▶ [TO-DO LIST]:
(1) Answer these questions using the texture-scaling post:
(a) What is the default texture scale when a block is added and textured in WED?
(b) In the first numbered example, what are the dimensions of the model in quants and of its single skin?
(c) How far does one need to zoom in to texture a 16x16-quant area on a part of a model that sits 16384 quants out?
(2) Reproduce the section of the texture-scaling post that starts at "1. I have a" and ends at "reliably manipulate it.".

▶ [DOCUMENT SECTION]:

I've explained it very well in my feature request here.

Picture adding a block in WED and texturing it. By default, the texture scale is 1. If I drop it down to 0.25, it simulates exactly what I'm after with models. Look at the screenshots in this example to help understand. To give some examples:

1. I have a model that is 16x16 quants and a single skin of the size 1024x1024. When I select this and if it's the only thing there, the area the skin vertices spans is the entire 1024x1024 texture space and it looks so fine, there's no meaning in using it. If it was a series of 16x16-quant squares in a 2x2 grid with only one selected, the skin vertices would then span 512x512 in the corner of the square I selected. If I have a part of a model far out (like 16384 quants) and I'm trying to texture a 16x16-quant area, the area covered on the skin map would be so small, you'd have to zoom in to at least 4x (and even there it's very tight) in order to reliably manipulate it.

(Position annotation records)
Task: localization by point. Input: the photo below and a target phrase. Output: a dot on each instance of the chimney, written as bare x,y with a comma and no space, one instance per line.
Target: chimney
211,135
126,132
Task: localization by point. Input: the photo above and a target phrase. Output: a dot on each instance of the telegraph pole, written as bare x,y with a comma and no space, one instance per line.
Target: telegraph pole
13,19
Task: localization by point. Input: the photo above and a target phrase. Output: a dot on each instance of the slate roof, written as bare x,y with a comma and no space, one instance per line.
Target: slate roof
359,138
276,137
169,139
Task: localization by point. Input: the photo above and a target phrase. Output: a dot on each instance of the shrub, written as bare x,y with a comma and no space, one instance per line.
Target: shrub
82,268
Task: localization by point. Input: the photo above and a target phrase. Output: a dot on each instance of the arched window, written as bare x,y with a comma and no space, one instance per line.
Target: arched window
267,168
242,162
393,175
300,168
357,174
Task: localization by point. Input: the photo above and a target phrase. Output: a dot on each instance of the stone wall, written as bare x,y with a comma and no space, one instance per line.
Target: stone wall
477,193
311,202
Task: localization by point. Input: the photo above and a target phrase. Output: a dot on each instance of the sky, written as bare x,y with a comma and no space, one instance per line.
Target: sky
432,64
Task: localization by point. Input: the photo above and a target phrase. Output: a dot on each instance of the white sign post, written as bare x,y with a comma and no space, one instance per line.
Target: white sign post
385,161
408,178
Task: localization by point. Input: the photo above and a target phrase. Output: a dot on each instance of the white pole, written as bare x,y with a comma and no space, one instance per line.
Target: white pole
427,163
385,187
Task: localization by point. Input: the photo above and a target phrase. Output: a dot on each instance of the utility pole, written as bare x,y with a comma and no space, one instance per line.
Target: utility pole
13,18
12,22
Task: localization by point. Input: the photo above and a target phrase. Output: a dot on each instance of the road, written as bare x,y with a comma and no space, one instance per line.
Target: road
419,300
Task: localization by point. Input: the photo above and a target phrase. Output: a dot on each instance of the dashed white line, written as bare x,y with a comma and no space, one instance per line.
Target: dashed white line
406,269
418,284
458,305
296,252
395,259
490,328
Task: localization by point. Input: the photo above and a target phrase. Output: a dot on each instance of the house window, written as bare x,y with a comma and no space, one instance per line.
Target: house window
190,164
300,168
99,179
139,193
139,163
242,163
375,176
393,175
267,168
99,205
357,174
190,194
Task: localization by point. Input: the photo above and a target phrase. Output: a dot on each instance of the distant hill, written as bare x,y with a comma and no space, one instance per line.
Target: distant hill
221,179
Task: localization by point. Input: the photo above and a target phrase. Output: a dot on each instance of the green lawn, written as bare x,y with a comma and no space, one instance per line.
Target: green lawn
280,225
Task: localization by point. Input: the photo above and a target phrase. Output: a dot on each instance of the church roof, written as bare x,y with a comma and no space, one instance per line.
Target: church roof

▶ [SOLVED PROBLEMS]:
(1)
(a) 1
(b) The model is 16x16 quants, and the skin is 1024x1024.
(c) To at least 4x

(2)
1. I have a model that is 16x16 quants and a single skin of the size 1024x1024. When I select this and if it's the only thing there, the area the skin vertices spans is the entire 1024x1024 texture space and it looks so fine, there's no meaning in using it. If it was a series of 16x16-quant squares in a 2x2 grid with only one selected, the skin vertices would then span 512x512 in the corner of the square I selected. If I have a part of a model far out (like 16384 quants) and I'm trying to texture a 16x16-quant area, the area covered on the skin map would be so small, you'd have to zoom in to at least 4x (and even there it's very tight) in order to reliably manipulate it.